- **Task requirements**:
Scan the records below. Report the number of lines containing the word "query", and nothing more.

━━ Given records

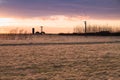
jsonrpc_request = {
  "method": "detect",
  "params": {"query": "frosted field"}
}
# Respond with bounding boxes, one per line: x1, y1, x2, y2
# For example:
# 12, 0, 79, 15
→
0, 35, 120, 80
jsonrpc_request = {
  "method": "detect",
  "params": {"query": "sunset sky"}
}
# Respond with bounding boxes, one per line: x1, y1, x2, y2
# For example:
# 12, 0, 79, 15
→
0, 0, 120, 33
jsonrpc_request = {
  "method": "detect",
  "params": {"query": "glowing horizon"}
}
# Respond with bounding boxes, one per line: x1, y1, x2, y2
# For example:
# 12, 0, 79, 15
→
0, 15, 120, 34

━━━━

- **Task output**:
3